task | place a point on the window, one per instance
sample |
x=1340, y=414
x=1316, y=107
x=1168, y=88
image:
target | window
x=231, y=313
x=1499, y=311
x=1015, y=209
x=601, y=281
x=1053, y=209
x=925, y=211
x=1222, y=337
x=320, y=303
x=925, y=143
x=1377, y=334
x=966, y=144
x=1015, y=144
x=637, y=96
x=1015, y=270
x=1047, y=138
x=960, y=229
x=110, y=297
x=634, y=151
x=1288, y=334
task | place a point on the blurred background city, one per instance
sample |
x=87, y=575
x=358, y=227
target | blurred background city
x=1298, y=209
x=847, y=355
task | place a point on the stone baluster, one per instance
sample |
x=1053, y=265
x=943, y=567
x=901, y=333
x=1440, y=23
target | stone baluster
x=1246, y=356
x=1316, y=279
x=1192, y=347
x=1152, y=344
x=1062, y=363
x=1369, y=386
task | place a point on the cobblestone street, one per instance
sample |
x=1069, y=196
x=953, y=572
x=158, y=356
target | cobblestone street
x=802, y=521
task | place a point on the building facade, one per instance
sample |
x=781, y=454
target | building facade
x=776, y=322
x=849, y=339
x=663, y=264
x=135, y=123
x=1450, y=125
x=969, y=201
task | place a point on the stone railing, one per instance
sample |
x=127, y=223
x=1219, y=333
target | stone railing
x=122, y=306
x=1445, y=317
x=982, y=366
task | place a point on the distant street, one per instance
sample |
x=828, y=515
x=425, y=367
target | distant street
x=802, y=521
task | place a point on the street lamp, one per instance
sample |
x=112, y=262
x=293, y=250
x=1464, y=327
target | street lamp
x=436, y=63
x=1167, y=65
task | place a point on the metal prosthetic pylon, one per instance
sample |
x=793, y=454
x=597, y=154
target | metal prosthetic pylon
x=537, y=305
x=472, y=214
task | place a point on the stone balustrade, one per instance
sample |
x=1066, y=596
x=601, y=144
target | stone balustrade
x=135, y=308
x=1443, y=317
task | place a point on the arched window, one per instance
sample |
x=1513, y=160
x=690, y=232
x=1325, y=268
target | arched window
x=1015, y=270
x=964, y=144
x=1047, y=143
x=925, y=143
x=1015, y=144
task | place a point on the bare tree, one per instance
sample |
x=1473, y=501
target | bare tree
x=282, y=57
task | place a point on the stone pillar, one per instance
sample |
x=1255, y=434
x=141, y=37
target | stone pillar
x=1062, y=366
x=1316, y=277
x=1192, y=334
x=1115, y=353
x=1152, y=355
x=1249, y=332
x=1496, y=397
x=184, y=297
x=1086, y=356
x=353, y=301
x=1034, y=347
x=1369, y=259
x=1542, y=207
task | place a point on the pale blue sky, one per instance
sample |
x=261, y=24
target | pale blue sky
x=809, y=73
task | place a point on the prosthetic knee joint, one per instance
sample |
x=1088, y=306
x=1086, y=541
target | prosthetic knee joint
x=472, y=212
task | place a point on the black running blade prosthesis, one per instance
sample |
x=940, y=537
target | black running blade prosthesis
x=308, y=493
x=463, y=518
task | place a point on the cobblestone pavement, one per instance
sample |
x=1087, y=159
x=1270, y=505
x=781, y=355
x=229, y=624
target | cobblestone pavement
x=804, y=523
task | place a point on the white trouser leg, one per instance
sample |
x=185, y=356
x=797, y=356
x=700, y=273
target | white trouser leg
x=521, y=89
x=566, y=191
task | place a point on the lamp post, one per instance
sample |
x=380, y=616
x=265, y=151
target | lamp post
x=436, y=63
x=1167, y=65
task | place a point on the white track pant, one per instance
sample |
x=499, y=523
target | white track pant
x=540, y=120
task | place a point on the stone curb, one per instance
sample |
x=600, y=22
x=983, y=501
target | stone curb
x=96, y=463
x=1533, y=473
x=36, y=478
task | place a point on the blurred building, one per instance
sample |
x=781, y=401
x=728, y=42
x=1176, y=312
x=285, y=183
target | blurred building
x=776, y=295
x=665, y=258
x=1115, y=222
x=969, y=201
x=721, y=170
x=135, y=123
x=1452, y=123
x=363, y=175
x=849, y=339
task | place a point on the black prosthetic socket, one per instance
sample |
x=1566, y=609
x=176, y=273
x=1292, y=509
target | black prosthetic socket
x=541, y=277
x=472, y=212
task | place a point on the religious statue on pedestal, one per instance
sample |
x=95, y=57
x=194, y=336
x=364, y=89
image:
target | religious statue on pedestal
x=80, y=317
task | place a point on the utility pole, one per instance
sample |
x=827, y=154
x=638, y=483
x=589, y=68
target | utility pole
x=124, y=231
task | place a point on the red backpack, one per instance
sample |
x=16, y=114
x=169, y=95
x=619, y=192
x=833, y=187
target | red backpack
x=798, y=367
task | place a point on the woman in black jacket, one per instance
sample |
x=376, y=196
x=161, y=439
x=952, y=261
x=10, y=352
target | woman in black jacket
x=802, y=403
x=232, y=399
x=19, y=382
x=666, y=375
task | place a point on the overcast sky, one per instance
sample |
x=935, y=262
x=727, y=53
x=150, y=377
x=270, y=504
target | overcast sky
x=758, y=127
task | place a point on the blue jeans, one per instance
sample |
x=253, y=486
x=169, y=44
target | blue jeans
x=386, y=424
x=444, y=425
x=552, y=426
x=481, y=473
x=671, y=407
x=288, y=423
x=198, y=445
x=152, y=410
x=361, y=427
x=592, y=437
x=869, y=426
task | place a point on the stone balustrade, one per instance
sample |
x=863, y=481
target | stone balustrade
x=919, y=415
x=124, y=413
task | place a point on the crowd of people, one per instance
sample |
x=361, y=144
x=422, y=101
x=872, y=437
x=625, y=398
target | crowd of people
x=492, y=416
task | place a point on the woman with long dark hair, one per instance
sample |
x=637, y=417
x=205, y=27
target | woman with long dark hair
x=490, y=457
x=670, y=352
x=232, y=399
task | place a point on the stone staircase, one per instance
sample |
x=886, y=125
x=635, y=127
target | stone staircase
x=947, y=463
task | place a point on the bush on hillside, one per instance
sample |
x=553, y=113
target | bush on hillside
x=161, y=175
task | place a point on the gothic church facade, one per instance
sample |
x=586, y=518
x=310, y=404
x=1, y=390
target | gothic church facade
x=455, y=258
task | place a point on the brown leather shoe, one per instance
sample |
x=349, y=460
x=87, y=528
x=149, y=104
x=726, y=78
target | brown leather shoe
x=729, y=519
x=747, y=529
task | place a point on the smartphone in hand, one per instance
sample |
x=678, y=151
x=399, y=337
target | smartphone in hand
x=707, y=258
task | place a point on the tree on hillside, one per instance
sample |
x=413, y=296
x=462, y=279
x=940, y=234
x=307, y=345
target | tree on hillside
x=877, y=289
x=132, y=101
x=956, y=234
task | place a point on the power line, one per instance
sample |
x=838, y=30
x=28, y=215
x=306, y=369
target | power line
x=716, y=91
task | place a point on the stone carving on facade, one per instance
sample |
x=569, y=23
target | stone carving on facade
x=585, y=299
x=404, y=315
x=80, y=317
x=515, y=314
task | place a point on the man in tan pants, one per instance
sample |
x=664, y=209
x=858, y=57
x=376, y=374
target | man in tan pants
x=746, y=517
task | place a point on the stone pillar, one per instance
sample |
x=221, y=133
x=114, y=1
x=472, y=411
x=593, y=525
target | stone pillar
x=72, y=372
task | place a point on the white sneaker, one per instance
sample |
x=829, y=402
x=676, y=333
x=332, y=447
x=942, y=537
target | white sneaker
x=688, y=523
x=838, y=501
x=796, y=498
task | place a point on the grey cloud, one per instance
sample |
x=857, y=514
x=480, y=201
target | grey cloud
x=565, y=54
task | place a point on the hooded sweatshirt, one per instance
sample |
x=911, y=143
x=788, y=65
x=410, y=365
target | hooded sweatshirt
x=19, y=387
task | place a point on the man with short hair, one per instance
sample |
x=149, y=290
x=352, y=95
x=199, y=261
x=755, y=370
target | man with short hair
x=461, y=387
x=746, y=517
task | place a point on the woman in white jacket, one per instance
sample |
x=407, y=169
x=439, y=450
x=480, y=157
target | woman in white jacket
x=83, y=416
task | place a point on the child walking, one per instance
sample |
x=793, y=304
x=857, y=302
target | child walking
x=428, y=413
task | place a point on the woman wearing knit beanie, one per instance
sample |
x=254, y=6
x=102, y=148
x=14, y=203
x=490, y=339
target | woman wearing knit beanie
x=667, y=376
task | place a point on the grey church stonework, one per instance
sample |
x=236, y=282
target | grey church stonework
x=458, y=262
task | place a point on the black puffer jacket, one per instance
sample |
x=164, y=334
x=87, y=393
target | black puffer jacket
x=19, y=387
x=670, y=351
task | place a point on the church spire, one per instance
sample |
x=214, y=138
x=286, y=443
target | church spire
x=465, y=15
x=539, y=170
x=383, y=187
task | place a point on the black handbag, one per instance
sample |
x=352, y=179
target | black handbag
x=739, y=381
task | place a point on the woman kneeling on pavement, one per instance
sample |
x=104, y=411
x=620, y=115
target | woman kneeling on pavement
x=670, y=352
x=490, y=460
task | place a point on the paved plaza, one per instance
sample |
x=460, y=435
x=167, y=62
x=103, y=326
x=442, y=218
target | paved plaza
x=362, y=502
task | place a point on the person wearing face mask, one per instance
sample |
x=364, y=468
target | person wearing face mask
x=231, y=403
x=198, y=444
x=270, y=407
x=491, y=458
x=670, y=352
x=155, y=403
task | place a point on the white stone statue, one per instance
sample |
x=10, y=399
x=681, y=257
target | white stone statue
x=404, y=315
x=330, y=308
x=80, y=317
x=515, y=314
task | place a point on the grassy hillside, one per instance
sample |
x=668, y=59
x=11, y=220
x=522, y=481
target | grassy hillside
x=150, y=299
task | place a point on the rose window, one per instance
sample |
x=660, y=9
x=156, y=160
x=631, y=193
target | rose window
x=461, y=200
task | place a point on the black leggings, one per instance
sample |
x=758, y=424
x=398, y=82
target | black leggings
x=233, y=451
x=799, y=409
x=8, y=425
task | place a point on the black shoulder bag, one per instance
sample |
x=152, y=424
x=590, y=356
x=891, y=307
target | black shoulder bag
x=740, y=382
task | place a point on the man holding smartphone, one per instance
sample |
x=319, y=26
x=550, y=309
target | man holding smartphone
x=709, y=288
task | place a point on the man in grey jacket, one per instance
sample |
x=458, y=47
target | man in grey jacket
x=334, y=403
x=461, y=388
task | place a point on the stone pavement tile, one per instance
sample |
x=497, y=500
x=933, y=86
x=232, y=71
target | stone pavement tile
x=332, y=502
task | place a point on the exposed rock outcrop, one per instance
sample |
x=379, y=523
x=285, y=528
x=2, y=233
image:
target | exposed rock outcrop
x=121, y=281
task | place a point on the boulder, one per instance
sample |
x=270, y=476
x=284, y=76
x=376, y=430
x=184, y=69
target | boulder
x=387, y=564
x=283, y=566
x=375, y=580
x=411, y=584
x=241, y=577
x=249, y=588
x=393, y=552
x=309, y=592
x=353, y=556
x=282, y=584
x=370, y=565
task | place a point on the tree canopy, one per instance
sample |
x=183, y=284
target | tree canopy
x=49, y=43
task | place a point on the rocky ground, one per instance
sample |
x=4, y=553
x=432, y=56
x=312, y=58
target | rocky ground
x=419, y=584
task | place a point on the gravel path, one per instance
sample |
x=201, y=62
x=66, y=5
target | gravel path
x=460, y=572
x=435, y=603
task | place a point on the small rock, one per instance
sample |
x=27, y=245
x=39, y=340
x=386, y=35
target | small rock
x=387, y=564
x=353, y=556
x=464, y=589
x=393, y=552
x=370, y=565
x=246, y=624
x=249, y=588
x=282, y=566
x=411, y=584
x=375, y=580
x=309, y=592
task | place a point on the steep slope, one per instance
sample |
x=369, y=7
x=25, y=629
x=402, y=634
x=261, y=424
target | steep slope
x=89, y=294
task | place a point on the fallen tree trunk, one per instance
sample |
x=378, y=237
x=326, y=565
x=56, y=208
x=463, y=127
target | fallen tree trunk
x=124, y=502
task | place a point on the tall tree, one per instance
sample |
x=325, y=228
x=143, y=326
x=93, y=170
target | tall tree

··········

PROBLEM:
Lines of the listing above that contain the word "tall" should all be returned.

ANSWER:
task | place a point on the tall tree, one per instance
target | tall tree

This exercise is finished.